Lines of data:
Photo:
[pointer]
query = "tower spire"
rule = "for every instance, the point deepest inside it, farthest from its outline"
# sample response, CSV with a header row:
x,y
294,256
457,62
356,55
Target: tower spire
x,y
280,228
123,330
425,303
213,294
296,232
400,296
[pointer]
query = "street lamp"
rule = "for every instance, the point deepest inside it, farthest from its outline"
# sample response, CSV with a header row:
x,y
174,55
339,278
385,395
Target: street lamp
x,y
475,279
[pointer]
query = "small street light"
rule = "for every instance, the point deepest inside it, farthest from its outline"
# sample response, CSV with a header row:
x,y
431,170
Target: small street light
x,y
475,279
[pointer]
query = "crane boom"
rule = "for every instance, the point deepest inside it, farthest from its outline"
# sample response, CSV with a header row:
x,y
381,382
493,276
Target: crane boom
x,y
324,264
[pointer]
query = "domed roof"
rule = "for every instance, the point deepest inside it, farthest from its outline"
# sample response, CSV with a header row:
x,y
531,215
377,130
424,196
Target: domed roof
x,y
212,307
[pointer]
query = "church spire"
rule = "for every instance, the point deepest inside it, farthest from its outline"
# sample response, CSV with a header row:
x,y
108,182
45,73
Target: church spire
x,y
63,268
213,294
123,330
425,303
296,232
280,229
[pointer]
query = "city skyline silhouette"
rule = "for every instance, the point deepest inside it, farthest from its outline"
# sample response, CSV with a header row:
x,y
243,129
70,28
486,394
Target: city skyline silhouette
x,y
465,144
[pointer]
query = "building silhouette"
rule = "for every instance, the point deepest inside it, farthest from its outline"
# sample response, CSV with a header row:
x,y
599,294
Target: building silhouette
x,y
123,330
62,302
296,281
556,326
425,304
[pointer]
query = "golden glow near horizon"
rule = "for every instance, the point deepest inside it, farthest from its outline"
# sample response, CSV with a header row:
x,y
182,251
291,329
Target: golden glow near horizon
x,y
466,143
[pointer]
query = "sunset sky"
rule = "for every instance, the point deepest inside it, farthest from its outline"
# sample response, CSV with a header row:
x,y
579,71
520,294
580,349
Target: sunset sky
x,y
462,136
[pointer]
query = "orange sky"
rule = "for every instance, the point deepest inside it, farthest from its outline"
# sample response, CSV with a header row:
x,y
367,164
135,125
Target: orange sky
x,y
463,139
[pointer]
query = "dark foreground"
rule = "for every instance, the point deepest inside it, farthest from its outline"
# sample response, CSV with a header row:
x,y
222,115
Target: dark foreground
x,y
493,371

==

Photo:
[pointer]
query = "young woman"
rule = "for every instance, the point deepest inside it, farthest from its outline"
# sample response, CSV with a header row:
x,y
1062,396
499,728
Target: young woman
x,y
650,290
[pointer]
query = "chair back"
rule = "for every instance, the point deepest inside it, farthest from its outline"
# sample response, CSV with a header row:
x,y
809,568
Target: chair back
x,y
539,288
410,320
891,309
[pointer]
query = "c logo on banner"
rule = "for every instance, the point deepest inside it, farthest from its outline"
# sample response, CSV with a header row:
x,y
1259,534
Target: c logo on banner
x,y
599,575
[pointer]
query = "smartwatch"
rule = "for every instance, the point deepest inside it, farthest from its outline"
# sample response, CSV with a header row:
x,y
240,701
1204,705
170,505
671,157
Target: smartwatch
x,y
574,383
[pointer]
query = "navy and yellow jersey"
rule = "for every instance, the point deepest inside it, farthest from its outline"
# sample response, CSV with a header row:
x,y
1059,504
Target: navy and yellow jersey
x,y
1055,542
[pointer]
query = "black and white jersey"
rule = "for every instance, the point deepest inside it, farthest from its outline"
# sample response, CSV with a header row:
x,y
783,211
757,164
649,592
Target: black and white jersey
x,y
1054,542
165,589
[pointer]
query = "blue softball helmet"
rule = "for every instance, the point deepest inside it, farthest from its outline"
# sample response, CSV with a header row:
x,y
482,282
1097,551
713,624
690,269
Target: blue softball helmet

> _Exercise description_
Filter the material above, copying every line that contains the word "golden".

> _Answer to this exercise_
query = "golden glow near horizon"
Target: golden glow near horizon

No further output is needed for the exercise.